EXTRACTED MATERIAL:
┌──
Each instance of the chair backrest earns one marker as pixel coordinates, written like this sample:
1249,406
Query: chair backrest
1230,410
└──
┌──
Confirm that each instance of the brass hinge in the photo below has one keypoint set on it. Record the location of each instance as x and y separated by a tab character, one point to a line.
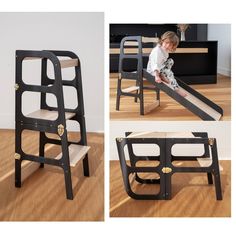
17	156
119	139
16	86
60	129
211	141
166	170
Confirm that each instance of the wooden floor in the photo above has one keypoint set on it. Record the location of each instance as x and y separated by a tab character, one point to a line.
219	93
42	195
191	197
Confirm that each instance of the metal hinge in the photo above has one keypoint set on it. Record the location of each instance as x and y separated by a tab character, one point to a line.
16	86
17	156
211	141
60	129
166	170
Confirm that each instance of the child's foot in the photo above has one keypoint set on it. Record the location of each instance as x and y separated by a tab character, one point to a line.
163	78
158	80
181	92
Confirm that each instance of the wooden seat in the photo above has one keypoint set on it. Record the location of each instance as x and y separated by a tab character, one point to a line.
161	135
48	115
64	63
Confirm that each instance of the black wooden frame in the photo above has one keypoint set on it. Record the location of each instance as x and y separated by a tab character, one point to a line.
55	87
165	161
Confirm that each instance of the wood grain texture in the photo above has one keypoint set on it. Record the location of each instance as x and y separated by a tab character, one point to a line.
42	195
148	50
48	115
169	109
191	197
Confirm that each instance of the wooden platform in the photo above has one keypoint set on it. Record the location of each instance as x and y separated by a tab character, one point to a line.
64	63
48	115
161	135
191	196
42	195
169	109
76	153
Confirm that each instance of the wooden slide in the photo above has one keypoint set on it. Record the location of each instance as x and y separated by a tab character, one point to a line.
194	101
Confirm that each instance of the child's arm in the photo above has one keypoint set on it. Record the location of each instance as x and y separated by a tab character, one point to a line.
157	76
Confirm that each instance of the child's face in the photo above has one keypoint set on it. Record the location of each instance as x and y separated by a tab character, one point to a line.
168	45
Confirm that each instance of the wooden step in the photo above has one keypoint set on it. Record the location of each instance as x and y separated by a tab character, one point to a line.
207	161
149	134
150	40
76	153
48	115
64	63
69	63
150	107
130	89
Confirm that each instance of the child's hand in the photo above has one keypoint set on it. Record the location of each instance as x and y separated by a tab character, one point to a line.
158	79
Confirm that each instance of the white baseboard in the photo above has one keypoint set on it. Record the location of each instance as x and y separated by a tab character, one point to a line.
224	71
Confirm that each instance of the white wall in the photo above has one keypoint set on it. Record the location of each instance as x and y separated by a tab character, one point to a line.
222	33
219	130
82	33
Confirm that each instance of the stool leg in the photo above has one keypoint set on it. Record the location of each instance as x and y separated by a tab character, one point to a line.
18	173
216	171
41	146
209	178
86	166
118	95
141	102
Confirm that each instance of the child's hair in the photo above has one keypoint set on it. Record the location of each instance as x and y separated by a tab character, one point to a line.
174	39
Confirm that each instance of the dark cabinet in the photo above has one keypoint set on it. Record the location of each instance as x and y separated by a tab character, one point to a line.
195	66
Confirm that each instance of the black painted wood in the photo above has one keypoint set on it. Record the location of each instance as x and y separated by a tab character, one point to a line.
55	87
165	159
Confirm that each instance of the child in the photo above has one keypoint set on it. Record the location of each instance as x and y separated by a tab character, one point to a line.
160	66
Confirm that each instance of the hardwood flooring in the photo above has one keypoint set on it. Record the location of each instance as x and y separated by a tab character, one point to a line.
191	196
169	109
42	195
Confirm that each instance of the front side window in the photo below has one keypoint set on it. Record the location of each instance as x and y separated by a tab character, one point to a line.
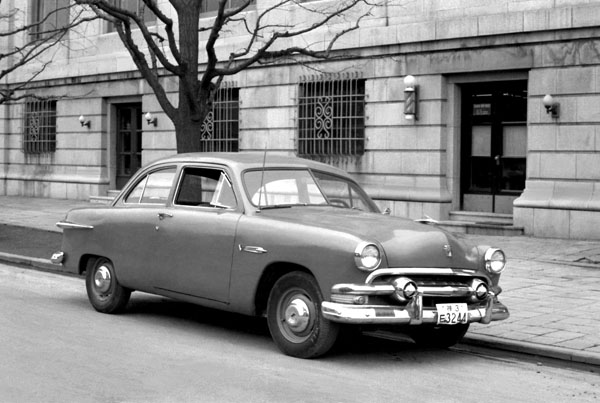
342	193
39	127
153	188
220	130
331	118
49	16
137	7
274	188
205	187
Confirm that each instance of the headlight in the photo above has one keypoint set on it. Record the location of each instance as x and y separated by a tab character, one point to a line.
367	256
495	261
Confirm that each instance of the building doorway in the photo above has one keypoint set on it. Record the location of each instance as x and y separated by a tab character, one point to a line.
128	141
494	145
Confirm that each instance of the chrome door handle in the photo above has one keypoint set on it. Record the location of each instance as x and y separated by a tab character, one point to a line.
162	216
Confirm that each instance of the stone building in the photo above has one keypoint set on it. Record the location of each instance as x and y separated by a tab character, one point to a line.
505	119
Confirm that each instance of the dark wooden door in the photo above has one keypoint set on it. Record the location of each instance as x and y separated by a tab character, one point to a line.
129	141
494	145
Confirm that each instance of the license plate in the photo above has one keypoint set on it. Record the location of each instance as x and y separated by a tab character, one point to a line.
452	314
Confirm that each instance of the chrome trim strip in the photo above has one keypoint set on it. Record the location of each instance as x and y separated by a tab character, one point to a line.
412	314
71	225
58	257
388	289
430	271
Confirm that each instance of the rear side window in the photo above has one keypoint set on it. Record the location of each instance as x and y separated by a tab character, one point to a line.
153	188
└──
┌──
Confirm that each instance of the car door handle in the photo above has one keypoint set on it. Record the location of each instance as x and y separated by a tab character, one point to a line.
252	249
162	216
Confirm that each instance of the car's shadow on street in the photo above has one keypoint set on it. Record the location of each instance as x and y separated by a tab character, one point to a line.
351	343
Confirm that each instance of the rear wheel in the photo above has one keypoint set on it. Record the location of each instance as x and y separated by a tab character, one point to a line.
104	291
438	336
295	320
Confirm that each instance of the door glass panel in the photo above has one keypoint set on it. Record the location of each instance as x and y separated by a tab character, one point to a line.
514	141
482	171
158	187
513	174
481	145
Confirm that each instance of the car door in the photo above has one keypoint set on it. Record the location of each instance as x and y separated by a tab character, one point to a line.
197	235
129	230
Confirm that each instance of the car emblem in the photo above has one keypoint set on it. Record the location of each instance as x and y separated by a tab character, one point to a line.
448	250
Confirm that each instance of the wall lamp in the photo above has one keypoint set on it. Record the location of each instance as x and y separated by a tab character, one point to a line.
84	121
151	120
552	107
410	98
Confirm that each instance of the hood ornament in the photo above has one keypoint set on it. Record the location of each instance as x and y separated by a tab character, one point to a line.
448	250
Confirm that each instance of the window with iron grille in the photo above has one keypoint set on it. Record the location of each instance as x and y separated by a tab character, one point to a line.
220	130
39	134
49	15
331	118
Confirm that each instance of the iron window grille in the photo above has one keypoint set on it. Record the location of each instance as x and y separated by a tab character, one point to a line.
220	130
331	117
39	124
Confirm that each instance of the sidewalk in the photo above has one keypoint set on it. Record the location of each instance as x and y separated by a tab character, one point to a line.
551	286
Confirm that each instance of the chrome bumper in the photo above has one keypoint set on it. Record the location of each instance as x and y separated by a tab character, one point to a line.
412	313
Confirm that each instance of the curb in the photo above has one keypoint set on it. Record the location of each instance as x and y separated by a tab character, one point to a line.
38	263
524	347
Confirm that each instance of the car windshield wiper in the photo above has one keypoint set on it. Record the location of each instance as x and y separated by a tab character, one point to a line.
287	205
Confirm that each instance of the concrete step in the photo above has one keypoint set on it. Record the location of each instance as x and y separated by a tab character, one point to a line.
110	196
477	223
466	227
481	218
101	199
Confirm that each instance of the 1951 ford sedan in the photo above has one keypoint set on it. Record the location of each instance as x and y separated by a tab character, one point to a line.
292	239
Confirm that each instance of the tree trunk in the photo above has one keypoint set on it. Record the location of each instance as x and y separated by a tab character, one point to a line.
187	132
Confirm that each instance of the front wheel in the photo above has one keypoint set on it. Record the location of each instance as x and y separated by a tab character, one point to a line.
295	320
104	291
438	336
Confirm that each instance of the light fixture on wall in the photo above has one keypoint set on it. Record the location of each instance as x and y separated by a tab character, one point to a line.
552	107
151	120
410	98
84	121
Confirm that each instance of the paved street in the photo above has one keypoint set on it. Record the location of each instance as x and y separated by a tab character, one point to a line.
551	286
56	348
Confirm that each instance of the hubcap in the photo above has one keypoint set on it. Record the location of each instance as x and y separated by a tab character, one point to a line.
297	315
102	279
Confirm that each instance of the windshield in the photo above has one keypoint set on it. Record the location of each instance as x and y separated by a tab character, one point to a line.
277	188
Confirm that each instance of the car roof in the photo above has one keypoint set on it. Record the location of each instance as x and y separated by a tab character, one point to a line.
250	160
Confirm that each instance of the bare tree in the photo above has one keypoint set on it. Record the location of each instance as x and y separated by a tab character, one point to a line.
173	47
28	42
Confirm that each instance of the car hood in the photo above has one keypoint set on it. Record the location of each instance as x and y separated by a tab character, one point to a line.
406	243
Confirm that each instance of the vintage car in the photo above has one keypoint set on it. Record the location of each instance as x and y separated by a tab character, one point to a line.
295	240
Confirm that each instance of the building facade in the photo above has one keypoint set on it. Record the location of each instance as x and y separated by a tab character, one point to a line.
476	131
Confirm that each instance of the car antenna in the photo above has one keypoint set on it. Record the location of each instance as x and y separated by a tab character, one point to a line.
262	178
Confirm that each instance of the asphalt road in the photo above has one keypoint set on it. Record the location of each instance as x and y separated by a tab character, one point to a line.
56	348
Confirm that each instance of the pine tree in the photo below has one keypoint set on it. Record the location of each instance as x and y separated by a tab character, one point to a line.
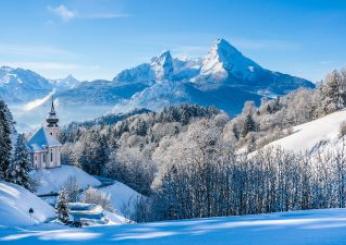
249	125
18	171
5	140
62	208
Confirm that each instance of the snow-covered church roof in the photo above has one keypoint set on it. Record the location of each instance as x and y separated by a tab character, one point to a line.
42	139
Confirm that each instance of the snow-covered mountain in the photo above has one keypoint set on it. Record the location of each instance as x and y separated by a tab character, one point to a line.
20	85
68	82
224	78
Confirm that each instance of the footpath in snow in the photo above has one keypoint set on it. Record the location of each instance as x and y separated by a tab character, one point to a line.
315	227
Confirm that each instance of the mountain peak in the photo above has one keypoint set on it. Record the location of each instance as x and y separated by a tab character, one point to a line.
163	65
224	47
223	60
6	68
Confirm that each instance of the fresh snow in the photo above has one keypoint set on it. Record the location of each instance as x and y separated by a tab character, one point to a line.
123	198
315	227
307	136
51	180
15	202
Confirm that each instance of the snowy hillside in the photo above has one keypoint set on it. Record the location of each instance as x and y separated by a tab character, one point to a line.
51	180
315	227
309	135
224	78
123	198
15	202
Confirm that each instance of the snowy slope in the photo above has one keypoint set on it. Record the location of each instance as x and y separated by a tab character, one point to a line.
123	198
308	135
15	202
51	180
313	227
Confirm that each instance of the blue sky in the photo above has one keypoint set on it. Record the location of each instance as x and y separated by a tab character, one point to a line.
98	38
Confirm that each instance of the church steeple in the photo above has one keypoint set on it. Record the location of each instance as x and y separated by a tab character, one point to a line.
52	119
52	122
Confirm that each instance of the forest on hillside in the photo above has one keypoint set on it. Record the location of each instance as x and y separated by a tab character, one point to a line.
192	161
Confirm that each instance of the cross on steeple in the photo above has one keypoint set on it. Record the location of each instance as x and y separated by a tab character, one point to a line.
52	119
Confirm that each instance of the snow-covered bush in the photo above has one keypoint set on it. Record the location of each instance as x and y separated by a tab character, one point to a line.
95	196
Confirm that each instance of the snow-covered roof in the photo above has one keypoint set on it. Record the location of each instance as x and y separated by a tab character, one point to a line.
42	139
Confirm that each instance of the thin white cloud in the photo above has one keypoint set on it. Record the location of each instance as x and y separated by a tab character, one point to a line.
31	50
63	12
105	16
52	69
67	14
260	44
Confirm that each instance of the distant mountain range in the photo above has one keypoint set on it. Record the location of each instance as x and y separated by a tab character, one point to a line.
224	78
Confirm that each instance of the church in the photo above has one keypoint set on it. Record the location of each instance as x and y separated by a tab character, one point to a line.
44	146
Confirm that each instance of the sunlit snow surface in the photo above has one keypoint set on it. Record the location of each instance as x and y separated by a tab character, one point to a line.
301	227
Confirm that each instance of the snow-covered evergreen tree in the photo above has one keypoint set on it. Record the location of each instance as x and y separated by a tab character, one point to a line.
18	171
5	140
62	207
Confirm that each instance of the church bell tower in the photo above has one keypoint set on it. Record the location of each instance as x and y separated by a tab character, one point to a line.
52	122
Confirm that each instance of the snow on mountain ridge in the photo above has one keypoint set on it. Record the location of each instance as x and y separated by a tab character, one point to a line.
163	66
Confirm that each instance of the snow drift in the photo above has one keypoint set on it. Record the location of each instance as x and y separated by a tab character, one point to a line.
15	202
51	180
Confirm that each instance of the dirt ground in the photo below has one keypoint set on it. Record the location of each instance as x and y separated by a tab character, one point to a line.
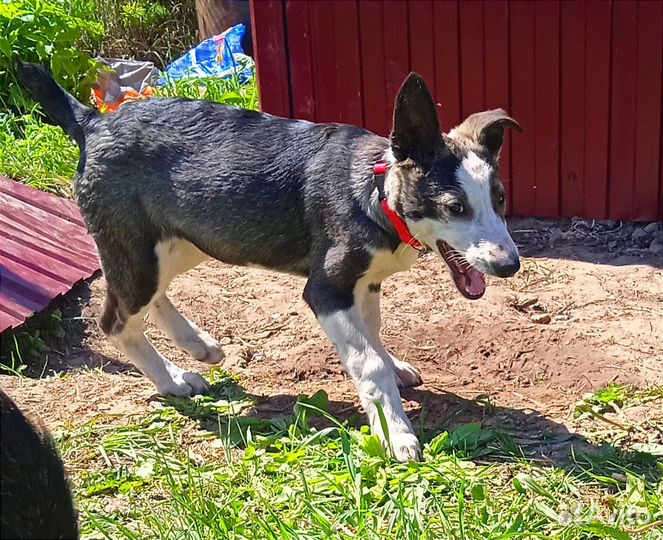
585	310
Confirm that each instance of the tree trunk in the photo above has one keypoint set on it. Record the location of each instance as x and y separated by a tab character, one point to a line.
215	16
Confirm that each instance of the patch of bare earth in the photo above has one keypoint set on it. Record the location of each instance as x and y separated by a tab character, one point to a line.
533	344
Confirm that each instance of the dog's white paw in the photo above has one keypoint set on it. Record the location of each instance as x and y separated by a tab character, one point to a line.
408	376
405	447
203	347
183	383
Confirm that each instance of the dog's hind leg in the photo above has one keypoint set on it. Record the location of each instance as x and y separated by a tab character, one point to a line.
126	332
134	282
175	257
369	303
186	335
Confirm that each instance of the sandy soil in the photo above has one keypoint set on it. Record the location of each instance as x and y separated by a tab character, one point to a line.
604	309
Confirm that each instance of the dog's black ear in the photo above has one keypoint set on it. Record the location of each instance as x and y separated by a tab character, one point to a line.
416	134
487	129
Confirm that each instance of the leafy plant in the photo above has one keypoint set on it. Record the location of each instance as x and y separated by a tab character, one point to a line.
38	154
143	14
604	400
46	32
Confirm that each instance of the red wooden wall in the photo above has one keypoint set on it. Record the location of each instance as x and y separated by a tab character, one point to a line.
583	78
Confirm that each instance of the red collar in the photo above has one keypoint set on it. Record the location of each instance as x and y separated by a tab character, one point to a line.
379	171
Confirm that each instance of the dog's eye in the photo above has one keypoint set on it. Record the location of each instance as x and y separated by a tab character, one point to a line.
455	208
└──
TO DO: Pull out every line in the entries above that contains the string "wheel", copying each line in full. Case counts, so only lines where the string appears with the same capitalization qualify.

EXPECTED ANSWER:
Confirm that each instance of the rear wheel in the photo above has one keypoint set on it. Record the location of each instance as x and y separated by a tab character, one point to a line.
Confirm that each instance of the front wheel in the photo above has one keypoint set on it. Record the location of each instance as x and y separated by a tab character, one point to a line.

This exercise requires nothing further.